■ Object pointing dataset rows ■
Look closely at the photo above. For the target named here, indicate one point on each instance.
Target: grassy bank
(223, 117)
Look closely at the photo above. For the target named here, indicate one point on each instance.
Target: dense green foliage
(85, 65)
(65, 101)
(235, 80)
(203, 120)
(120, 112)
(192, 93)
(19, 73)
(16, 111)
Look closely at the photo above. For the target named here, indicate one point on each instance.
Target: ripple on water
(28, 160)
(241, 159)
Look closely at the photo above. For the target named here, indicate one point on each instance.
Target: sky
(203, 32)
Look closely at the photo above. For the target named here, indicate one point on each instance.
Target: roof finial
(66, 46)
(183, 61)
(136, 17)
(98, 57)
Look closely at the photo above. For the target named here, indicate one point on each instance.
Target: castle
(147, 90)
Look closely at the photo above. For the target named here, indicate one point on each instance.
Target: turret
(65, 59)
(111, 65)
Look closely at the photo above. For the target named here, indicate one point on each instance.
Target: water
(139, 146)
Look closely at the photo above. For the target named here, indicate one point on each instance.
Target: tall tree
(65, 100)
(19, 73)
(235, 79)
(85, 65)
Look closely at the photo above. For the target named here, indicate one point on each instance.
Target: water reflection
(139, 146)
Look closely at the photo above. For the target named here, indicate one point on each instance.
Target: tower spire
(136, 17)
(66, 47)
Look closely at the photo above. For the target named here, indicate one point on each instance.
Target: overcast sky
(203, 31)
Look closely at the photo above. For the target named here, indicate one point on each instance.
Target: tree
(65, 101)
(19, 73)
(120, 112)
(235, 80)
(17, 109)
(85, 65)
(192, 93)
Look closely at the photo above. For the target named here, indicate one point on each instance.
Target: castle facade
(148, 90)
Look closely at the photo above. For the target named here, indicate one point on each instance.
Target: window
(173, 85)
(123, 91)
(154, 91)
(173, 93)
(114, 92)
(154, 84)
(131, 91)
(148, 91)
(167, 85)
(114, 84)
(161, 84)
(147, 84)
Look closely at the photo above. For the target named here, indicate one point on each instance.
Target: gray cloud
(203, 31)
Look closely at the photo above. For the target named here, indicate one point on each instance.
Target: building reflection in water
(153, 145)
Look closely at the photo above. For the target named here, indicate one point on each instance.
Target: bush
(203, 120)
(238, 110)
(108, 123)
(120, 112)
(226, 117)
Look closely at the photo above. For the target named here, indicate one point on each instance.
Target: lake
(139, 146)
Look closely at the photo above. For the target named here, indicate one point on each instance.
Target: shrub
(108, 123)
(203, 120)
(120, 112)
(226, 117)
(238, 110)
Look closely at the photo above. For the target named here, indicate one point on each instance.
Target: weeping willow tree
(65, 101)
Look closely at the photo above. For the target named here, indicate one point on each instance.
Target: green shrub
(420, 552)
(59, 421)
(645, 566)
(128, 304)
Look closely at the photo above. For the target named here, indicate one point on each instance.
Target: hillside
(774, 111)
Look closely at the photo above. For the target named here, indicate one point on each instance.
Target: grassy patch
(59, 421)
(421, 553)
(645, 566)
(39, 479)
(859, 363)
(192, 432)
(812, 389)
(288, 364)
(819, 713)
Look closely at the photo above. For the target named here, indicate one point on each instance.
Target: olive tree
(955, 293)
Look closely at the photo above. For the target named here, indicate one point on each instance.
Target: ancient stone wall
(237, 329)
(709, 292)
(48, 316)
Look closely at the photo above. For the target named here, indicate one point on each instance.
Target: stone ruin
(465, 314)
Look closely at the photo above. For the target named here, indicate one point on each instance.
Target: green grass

■ What the task requires ■
Transcribe the whole listing with nothing added or left out.

■ Correct output ■
Look closely at the photo above. For the target named here, indicate one point on each instance.
Target: grassy bank
(223, 117)
Look closely at the photo above. For the target named here, indicate one point on each instance.
Target: dense green foliage
(85, 65)
(65, 101)
(235, 80)
(203, 120)
(120, 112)
(192, 93)
(19, 73)
(16, 111)
Look closely at the photo above. For the target named here, indicate one point on each instance.
Target: ripple on water
(28, 160)
(241, 159)
Look closely at the photo above. For the target named here, indicate one point on each instance.
Target: sky
(203, 32)
Look closely at the photo above. For the target named here, indicate one point on each instance.
Target: roof finial
(66, 46)
(183, 61)
(136, 17)
(98, 57)
Look closely at the photo above. For the target named here, indicate one point on each instance.
Target: castle
(147, 90)
Look closely at the photo above. For the target named here, indicate one point on each instance.
Target: turret
(65, 59)
(111, 65)
Look closely at the photo above. For the target named here, indicate one point on each instance.
Target: water
(139, 146)
Look closely at the photo above. For the target named here, indicate one point on each instance.
Target: tall tree
(65, 100)
(19, 73)
(235, 79)
(85, 65)
Look closely at the photo above. For the target named here, indicate one point on each instance.
Target: water reflection
(139, 146)
Look closely at the photo above. For the target named here, indicate one point on each instance.
Target: tower spire
(136, 17)
(66, 47)
Look closely at the photo above. For the target named here, indicate one point on each instance.
Target: overcast sky
(203, 31)
Look closely at the photo above. For the target named here, indicate one point on each instance.
Target: tree
(65, 101)
(19, 73)
(120, 112)
(235, 80)
(17, 109)
(85, 65)
(192, 93)
Look closely at the photo above. For the target named here, indicate one point on each instance.
Target: castle facade
(148, 90)
Look closely at the photo above. For the target named here, indicate one point on each instance.
Target: window
(173, 85)
(123, 91)
(154, 91)
(173, 93)
(114, 92)
(154, 84)
(131, 91)
(148, 91)
(167, 85)
(114, 84)
(161, 84)
(147, 84)
Look closely at the photo above. For the target named here, indicate one point on each instance.
Target: gray cloud
(203, 31)
Look closely at the photo above. For the target named here, indicate one point on each instance.
Target: building reflection in water
(153, 145)
Look closely at the photo above. For the target named here, indicate one point on each instance.
Target: bush
(203, 120)
(238, 110)
(108, 123)
(120, 112)
(226, 117)
Look closely at the photo above. For the target named here, indicate one point on each instance.
Target: lake
(139, 146)
Look closely at the photo above. For the target named here, indicate one point on each instance.
Target: shrub
(108, 123)
(203, 120)
(120, 112)
(226, 117)
(238, 110)
Look closely at the photo above. For the target named here, indicate one point on each instance.
Target: weeping willow tree
(65, 101)
Look closely at the photo above. For the target named here, indicate one point on each instance.
Target: green shrub
(420, 552)
(59, 421)
(645, 566)
(128, 304)
Look closely at the photo above. For the target named here, indicate one point on each instance.
Target: hillside
(774, 111)
Look closely at the photo above. For the target named here, indicate one point on each instance.
Target: grassy patch
(59, 421)
(421, 553)
(645, 566)
(39, 479)
(859, 363)
(192, 432)
(812, 389)
(288, 364)
(819, 713)
Look closely at the photo above. For the target named here, indicate one point on each instance.
Target: olive tree
(955, 293)
Look closely at the photo above. For the target named here, indicate one point on each instance.
Target: ancient stone wall
(237, 329)
(709, 292)
(48, 316)
Look closely at the photo above. For the target named here, indicate one point on each instance.
Target: stone ruin
(465, 314)
Look closely at the photo above. For the target named here, indicate one point on each instance.
Target: green grass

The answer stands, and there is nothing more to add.